-- Data to process start --

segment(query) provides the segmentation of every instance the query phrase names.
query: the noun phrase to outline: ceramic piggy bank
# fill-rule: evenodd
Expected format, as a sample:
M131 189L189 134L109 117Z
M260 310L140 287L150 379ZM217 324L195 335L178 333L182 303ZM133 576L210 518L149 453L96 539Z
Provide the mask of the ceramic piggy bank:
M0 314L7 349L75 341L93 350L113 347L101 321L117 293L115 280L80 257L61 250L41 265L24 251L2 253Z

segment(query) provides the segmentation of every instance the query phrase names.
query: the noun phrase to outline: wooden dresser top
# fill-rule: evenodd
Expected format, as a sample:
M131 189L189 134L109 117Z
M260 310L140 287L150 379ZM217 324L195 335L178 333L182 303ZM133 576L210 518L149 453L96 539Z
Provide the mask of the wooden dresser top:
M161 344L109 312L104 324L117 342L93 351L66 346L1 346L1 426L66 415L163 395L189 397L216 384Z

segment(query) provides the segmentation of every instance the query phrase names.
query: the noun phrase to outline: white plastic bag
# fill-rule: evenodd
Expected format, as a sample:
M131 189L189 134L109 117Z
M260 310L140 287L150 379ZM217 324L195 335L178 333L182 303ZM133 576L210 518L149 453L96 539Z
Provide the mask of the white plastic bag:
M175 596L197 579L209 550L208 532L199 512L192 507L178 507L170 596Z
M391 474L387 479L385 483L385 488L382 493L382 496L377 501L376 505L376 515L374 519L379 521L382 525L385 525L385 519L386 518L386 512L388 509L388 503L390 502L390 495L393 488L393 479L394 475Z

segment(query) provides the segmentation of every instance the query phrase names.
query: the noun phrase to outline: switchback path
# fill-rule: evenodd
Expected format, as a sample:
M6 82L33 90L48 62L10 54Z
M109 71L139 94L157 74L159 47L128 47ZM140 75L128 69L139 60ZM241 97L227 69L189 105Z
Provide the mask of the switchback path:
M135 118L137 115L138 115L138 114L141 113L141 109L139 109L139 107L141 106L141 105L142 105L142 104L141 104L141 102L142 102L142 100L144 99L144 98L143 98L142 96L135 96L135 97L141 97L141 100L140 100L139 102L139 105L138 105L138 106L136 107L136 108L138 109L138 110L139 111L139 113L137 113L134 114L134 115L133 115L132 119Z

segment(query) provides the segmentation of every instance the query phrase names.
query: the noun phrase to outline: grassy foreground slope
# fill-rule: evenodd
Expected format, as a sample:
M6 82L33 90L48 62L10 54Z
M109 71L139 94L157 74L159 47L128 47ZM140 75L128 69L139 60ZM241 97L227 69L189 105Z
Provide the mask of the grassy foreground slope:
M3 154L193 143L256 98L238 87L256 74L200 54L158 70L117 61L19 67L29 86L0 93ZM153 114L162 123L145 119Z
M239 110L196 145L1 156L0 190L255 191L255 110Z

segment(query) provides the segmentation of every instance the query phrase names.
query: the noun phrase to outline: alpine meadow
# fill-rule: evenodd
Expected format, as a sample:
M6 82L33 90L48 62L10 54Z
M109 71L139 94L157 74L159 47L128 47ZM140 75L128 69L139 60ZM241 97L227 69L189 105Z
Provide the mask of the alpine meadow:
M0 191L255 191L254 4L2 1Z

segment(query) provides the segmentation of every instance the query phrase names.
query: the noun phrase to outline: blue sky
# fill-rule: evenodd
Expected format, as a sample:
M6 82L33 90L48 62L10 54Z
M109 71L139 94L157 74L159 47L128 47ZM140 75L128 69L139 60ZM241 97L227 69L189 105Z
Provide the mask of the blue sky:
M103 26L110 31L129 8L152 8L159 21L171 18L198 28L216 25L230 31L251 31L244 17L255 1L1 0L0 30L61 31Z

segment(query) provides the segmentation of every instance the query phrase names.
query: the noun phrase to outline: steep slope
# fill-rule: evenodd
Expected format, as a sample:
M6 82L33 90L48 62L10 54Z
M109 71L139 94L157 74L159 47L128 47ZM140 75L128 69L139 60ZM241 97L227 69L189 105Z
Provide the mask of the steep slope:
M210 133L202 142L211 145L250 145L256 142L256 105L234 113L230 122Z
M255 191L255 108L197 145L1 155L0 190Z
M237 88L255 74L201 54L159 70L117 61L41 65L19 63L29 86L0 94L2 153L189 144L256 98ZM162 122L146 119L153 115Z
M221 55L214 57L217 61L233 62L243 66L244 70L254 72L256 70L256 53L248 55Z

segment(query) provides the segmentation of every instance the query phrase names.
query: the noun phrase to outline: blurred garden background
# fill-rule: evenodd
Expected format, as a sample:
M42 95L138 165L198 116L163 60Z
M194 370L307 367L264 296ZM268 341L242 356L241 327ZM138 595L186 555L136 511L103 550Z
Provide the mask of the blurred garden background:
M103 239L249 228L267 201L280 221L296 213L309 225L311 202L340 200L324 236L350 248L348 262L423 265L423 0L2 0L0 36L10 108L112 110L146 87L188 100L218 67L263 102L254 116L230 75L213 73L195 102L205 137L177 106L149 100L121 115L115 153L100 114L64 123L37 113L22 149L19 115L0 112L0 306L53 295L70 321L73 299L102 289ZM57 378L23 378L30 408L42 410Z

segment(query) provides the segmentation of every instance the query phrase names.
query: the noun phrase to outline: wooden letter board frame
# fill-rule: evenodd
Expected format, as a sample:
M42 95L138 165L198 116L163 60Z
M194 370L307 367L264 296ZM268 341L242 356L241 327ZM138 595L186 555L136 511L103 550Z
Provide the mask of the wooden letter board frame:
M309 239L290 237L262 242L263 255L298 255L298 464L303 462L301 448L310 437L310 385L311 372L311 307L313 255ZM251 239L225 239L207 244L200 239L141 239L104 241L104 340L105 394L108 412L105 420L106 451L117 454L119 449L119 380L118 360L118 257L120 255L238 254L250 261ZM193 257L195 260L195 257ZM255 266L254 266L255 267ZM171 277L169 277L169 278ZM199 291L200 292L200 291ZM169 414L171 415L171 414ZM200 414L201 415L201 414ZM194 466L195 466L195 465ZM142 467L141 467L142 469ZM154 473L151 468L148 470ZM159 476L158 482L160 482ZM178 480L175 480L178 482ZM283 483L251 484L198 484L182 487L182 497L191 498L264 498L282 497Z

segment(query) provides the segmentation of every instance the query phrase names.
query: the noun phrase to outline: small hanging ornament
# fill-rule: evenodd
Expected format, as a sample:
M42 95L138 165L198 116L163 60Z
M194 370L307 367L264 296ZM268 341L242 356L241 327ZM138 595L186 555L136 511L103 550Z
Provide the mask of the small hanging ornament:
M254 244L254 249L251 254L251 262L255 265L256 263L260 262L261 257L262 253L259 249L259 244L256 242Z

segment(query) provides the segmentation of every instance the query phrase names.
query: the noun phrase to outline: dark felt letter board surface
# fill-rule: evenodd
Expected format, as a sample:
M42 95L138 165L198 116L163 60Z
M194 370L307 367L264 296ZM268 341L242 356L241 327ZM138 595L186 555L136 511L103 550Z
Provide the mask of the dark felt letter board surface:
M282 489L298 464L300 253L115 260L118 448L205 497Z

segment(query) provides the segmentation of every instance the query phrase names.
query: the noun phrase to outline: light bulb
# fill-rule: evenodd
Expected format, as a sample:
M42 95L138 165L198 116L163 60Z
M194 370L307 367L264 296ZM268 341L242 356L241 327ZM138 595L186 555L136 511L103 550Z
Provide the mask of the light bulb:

-- Data to process end --

**Exercise instructions:** Copy out every line of the records above, with no changes at all.

**Exercise result:**
segment(query) provides the segmentation of every instance the query phrase names.
query: the noun phrase to outline: ceramic piggy bank
# fill-rule: evenodd
Expected format, as a sample:
M131 189L189 134L109 117Z
M260 310L140 287L150 379ZM217 324L195 335L178 333L182 303ZM133 576L210 518L149 453L96 539Z
Provide the mask of the ceramic piggy bank:
M0 314L7 349L75 341L93 350L113 347L101 321L117 293L115 280L80 257L61 250L41 265L24 251L2 253Z

segment(query) provides the segmentation of every instance the query phrase names.
query: the noun phrase to outline: wooden dresser top
# fill-rule: evenodd
Expected format, as a sample:
M131 189L189 134L109 117Z
M260 310L140 287L150 379ZM217 324L195 335L178 333L182 303ZM133 576L210 518L149 453L96 539Z
Provide the mask of the wooden dresser top:
M161 344L109 312L104 324L117 342L93 351L66 346L1 346L1 426L66 415L163 395L189 397L216 384Z

segment(query) provides the segmentation of every instance the query phrase names.
query: the noun phrase to outline: white plastic bag
# fill-rule: evenodd
Expected format, as a sample:
M131 189L189 134L109 117Z
M260 310L140 287L150 379ZM217 324L195 335L178 333L182 303ZM133 576L210 518L149 453L96 539Z
Provide the mask of the white plastic bag:
M175 596L197 579L209 550L208 532L199 512L192 507L178 507L170 596Z
M391 474L387 479L385 483L385 488L382 493L382 496L377 501L376 505L376 515L374 519L379 521L382 525L385 525L385 519L386 518L386 512L388 509L388 503L390 502L390 495L393 488L393 479L394 475Z

segment(query) provides the segmentation of every instance the query phrase names.
query: the noun phrase to outline: switchback path
# fill-rule: evenodd
Expected format, as a sample:
M6 82L33 90L48 62L10 54Z
M109 71L139 94L157 74L159 47L128 47ZM140 75L128 69L139 60ZM241 97L227 69L189 105Z
Provide the mask of the switchback path:
M135 118L137 115L138 115L138 114L141 113L141 109L139 109L139 107L141 106L141 105L142 105L142 104L141 104L141 102L142 102L142 100L144 99L144 98L143 98L142 96L135 96L135 97L141 97L141 100L140 100L139 102L139 105L138 105L138 106L136 107L136 108L138 109L138 110L139 111L139 113L137 113L134 114L134 115L133 115L132 119Z

segment(query) provides the segmentation of every instance the query phrase names.
query: the noun phrase to outline: grassy foreground slope
# fill-rule: evenodd
Expected format, as a sample:
M6 82L33 90L48 62L10 54Z
M109 71L139 94L157 74L159 47L128 47ZM140 75L128 69L139 60ZM241 97L227 69L189 105Z
Provide the mask of the grassy foreground slope:
M3 154L193 143L256 98L238 87L256 74L200 54L158 70L117 61L19 67L29 86L0 93ZM153 114L162 123L145 119Z
M239 110L196 145L1 156L0 190L255 191L255 110Z

segment(query) provides the segmentation of every instance the query phrase names.
query: the noun phrase to outline: alpine meadow
# fill-rule: evenodd
Expected format, as a sample:
M6 82L33 90L48 62L10 54Z
M109 71L139 94L157 74L159 47L128 47ZM140 75L128 69L139 60ZM241 97L227 69L189 105Z
Provide the mask of the alpine meadow:
M0 191L255 191L254 4L2 1Z

segment(query) provides the segmentation of every instance the query phrase names.
query: the noun phrase to outline: blue sky
# fill-rule: evenodd
Expected format, as a sample:
M6 82L33 90L48 62L10 54Z
M109 71L139 94L157 74L159 47L128 47ZM140 75L128 69L139 60ZM241 97L227 69L189 105Z
Provide the mask of the blue sky:
M103 26L110 31L129 8L152 8L159 21L171 18L198 28L216 25L230 31L251 31L244 17L255 1L1 0L0 30L61 31Z

segment(query) provides the segmentation of every instance the query phrase names.
query: the noun phrase to outline: steep slope
# fill-rule: evenodd
Expected format, as a sample:
M6 82L33 90L48 62L10 54Z
M109 71L139 94L157 74L159 47L128 47ZM140 75L128 69L139 60ZM241 97L227 69L189 105Z
Provide the mask of the steep slope:
M210 133L202 142L211 145L250 145L256 142L256 105L234 113L230 122Z
M255 191L255 108L197 145L1 155L0 190Z
M237 88L255 74L201 54L159 70L117 61L41 65L19 63L29 86L0 94L2 153L189 144L256 98ZM162 122L146 119L153 115Z
M221 55L214 57L217 61L233 62L243 66L244 70L254 72L256 70L256 53L248 55Z

segment(query) provides the segmentation of every instance the query phrase names.
query: the noun phrase to outline: blurred garden background
# fill-rule: evenodd
Expected format, as a sample:
M42 95L138 165L198 116L163 60Z
M194 370L307 367L264 296ZM268 341L242 356L241 327ZM138 595L186 555L136 511L103 550Z
Provide the mask of the blurred garden background:
M103 239L249 228L267 201L280 221L296 213L309 225L311 202L340 200L324 236L350 248L348 262L423 265L423 0L2 0L0 36L10 108L112 110L146 87L188 100L218 67L263 102L254 116L230 75L213 73L195 102L205 137L177 106L149 100L121 115L115 153L100 114L64 123L37 113L22 149L19 115L0 112L0 306L53 295L70 321L73 299L102 289ZM57 378L23 378L30 408L42 410Z

segment(query) provides the segmentation of every instance the query phrase names.
query: the noun phrase to outline: wooden letter board frame
# fill-rule: evenodd
Expected format, as a sample:
M42 95L138 165L198 116L163 60Z
M194 370L307 367L264 296ZM268 341L242 356L241 327ZM138 595L186 555L136 511L103 550Z
Provide the mask of the wooden letter board frame:
M309 239L290 237L262 242L263 255L298 255L298 464L303 462L301 448L310 437L310 385L311 372L311 307L313 255ZM251 239L225 239L207 244L200 239L141 239L104 241L104 340L105 394L108 412L105 420L106 451L117 454L119 449L119 380L118 360L118 257L120 255L238 254L250 261ZM193 257L195 260L195 257ZM255 266L254 266L255 267ZM171 277L169 277L169 278ZM199 291L200 292L200 291ZM169 414L171 415L171 414ZM200 414L201 415L201 414ZM194 466L195 466L195 465ZM142 467L141 467L142 469ZM154 473L151 468L148 470ZM159 476L158 482L160 482ZM178 480L175 480L178 482ZM283 483L251 484L198 484L182 487L182 497L191 498L264 498L282 497Z

segment(query) provides the segmentation of every instance the query phrase names.
query: the noun phrase to outline: small hanging ornament
# fill-rule: evenodd
Expected format, as a sample:
M42 95L138 165L198 116L163 60Z
M194 370L307 367L264 296ZM268 341L242 356L241 327ZM138 595L186 555L136 511L103 550Z
Provide the mask of the small hanging ornament:
M254 244L254 249L251 254L251 262L255 265L256 263L260 262L261 257L262 253L259 249L259 244L256 242Z

segment(query) provides the segmentation of every instance the query phrase names.
query: the noun phrase to outline: dark felt letter board surface
# fill-rule: evenodd
Expected format, as a sample:
M42 95L138 165L198 116L163 60Z
M194 370L307 367L264 296ZM268 341L242 356L241 327ZM138 595L186 555L136 511L103 550Z
Provide the mask of the dark felt letter board surface:
M282 489L298 464L300 253L115 260L118 448L205 497Z

segment(query) provides the segmentation of every instance the query phrase names.
query: the noun phrase to outline: light bulb
# fill-rule: evenodd
Expected format, as a sample:
M42 95L138 165L198 116L163 60Z
M194 370L307 367L264 296ZM268 341L242 356L241 327ZM138 595L186 555L136 511L103 550Z
Provide the mask of the light bulb:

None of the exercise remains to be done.